以下にある、仕事と育児の両立をめぐる記事の続きを、最後の文の後から書け。

• _文書_
= = =

●「時間の自由度」が大事

 20時以降の預かりに対応していない保育園や学童保育所が多いので、残業してしまうとお迎えに間に合わない。また、親として夜遅くまで子どもを預けることへの抵抗感も強いという。

 残業の多い会社では、仕事と育児の両立は難しくなる。

 神奈川県内に住むユイさん(仮名・36)は、営業職として働いていた会社を今年1月「時短切れ前」に辞めた。フルタイムで働くと、長女(3)の保育園のお迎えに間に合わなくなるからだ。

「10年以上勤めた会社だったので『正社員なのにもったいない』と親からも引き留められましたが、もう体力の限界でした」(ユイさん)

 自宅から職場まで片道1時間かかるので、18時半の終業時刻から保育園にお迎えに行くと、20時すぎになってしまう。

「同僚は残業や夜間の呼び出しにも対応しているのに、定時で帰るのも厳しい状況でした。また、保育園で最後の1、2人になるまで娘を待たせてしまうのは、かわいそうなので、親としての罪悪感がありました」(同)

= = =

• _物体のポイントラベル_

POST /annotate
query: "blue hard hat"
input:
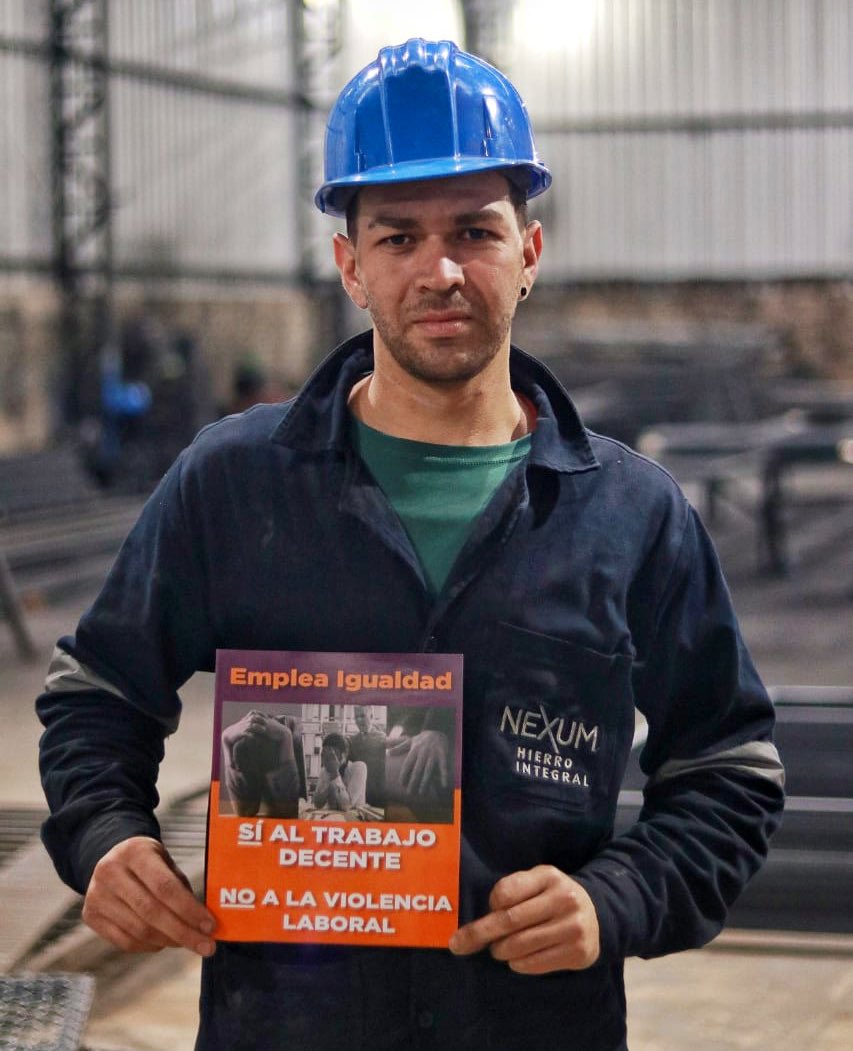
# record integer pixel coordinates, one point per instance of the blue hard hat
(425, 109)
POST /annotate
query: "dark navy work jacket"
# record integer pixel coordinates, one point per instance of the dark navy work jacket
(586, 589)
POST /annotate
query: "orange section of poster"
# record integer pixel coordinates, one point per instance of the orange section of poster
(335, 799)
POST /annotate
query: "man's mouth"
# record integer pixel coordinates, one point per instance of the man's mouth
(442, 323)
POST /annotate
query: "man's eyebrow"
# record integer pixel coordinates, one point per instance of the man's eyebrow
(395, 222)
(481, 215)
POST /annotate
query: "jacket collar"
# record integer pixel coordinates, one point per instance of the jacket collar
(317, 420)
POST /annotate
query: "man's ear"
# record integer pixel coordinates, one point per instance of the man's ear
(345, 261)
(532, 252)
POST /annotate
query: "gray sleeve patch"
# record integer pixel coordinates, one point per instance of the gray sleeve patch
(66, 675)
(758, 758)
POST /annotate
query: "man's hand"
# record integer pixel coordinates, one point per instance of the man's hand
(540, 921)
(139, 901)
(427, 763)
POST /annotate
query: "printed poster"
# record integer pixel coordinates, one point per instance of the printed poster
(335, 798)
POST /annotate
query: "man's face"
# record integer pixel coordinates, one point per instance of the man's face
(439, 265)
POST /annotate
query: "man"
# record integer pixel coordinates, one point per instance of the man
(432, 489)
(341, 781)
(263, 765)
(368, 746)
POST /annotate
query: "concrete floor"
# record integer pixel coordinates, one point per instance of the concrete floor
(713, 1000)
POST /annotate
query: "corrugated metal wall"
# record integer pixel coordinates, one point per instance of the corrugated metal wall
(24, 140)
(202, 180)
(688, 139)
(691, 138)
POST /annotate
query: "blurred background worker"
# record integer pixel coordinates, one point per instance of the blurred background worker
(433, 488)
(158, 166)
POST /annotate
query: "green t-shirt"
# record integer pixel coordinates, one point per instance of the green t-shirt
(437, 491)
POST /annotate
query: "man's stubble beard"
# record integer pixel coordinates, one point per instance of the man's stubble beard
(437, 364)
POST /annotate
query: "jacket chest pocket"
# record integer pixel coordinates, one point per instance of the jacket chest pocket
(556, 724)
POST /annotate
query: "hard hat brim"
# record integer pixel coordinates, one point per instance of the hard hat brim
(333, 198)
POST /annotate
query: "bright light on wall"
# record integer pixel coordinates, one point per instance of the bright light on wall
(555, 25)
(371, 24)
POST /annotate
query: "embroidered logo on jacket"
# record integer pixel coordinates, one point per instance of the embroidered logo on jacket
(556, 744)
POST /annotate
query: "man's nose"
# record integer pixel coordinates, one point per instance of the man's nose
(441, 271)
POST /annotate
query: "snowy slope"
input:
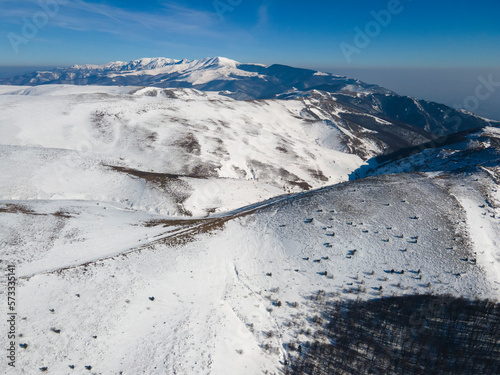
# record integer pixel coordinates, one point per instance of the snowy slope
(254, 81)
(176, 151)
(225, 293)
(110, 196)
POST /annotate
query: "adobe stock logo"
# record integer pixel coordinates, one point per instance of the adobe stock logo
(31, 27)
(372, 29)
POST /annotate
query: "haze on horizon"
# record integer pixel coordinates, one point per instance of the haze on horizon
(429, 50)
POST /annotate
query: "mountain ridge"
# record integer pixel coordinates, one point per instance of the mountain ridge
(246, 81)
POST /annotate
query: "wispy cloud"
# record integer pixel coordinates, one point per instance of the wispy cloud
(80, 15)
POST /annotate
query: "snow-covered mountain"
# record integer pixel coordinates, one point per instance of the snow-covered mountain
(255, 81)
(173, 230)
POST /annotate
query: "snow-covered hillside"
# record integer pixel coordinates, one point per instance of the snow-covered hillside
(167, 150)
(230, 293)
(177, 231)
(255, 81)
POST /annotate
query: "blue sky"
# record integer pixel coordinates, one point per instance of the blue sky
(425, 33)
(430, 49)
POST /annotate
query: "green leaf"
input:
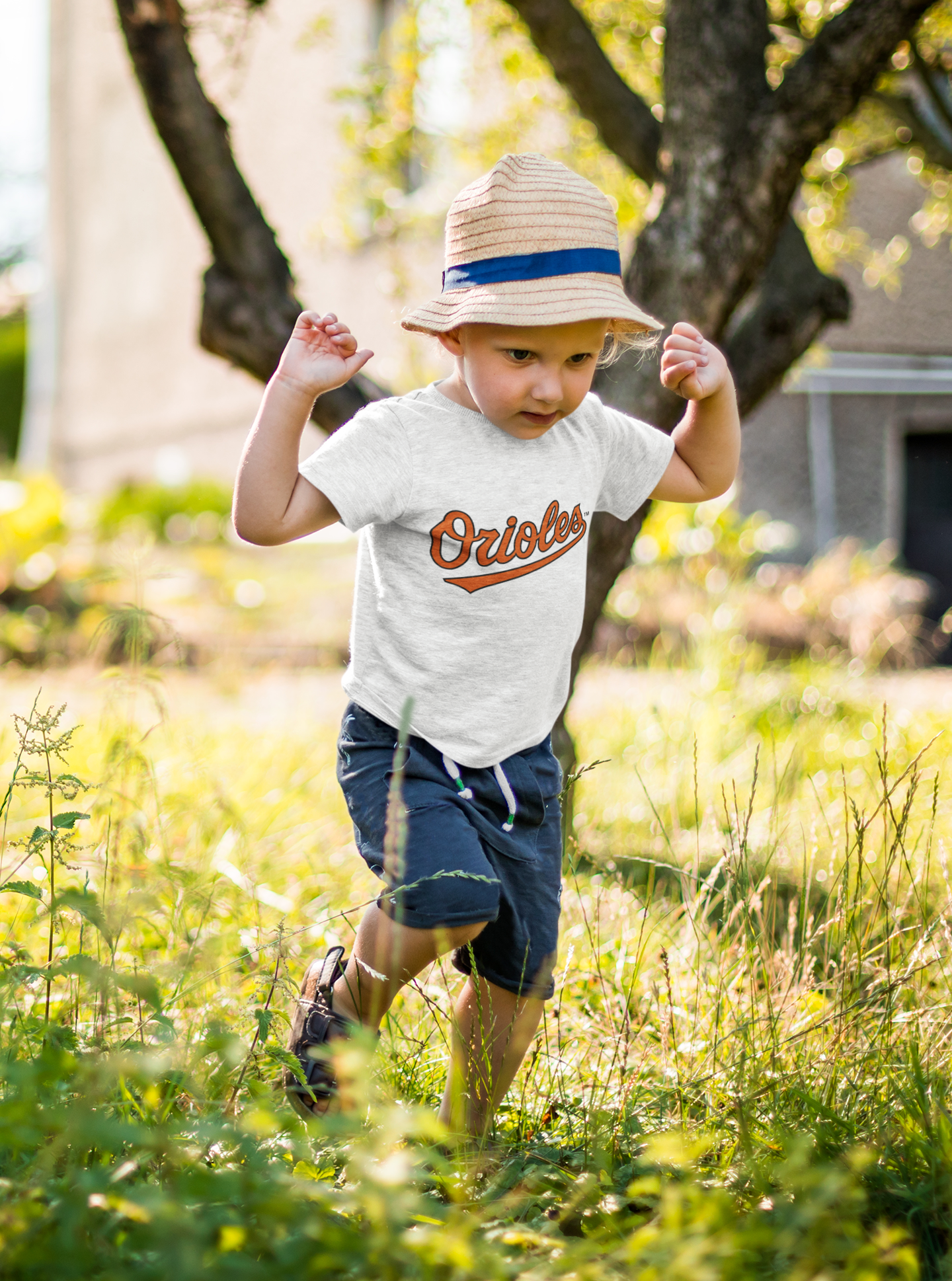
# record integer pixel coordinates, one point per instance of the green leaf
(264, 1023)
(86, 905)
(291, 1061)
(68, 820)
(27, 888)
(83, 965)
(141, 986)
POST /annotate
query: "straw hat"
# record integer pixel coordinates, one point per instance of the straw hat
(531, 243)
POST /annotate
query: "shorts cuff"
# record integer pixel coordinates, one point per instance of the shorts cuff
(416, 920)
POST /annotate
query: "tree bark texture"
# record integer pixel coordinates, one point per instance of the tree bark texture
(249, 307)
(724, 251)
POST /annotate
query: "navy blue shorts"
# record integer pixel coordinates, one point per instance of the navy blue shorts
(459, 865)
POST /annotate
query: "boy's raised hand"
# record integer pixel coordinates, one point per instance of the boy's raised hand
(321, 354)
(692, 367)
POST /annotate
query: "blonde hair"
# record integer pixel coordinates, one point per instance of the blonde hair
(619, 341)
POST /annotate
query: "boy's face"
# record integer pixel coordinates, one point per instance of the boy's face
(523, 378)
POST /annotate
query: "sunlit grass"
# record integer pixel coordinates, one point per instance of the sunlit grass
(755, 941)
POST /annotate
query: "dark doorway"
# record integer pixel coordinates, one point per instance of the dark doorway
(928, 542)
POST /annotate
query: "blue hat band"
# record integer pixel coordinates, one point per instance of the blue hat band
(532, 267)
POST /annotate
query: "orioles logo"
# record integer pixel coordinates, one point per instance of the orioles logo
(557, 535)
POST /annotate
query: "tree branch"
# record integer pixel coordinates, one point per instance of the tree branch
(791, 305)
(249, 307)
(924, 105)
(838, 68)
(623, 120)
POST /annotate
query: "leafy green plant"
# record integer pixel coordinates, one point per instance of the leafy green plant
(176, 513)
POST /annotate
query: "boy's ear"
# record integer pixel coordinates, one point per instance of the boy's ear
(452, 342)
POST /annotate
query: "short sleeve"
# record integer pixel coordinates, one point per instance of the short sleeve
(635, 457)
(364, 468)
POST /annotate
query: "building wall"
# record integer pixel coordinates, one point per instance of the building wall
(868, 430)
(117, 369)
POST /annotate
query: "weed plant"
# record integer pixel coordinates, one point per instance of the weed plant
(744, 1073)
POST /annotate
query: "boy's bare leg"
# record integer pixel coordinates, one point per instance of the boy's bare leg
(391, 954)
(493, 1030)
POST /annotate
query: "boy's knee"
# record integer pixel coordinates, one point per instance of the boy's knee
(459, 935)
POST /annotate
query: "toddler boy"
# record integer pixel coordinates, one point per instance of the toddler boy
(473, 498)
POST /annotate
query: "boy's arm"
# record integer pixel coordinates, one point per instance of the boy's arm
(707, 440)
(273, 502)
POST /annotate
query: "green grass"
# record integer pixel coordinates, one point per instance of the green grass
(744, 1074)
(13, 364)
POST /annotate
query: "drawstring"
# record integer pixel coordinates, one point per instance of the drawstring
(508, 793)
(467, 793)
(450, 766)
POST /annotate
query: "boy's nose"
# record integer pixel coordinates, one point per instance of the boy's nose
(547, 389)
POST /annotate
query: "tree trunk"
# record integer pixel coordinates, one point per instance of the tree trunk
(724, 251)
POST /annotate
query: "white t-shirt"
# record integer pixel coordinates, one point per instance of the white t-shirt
(472, 560)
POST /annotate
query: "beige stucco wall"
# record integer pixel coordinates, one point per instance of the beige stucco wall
(868, 431)
(118, 373)
(919, 322)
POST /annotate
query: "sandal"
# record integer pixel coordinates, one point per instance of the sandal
(314, 1019)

= = =

• _解答_
 ユイさんはインターネットで派遣の仕事を見つけ、半年後、直接雇用に切り替わった。現在は、週4日、10時から17時まで働く。時給は1900円なので、すでに夫の扶養を超えている。

 子育てしながら働くために大事なのは、扶養枠を設けるよりも、「時間の自由度」だとユイさんは言う。現在は、子どもの急な発熱にも対応できるように「テレワーク」も取り入れて働いているという。“103万円の壁”を超えて働くために何が必要なのか。国はもっと当事者の声を聞くべきだ。(ライター・村田くみ)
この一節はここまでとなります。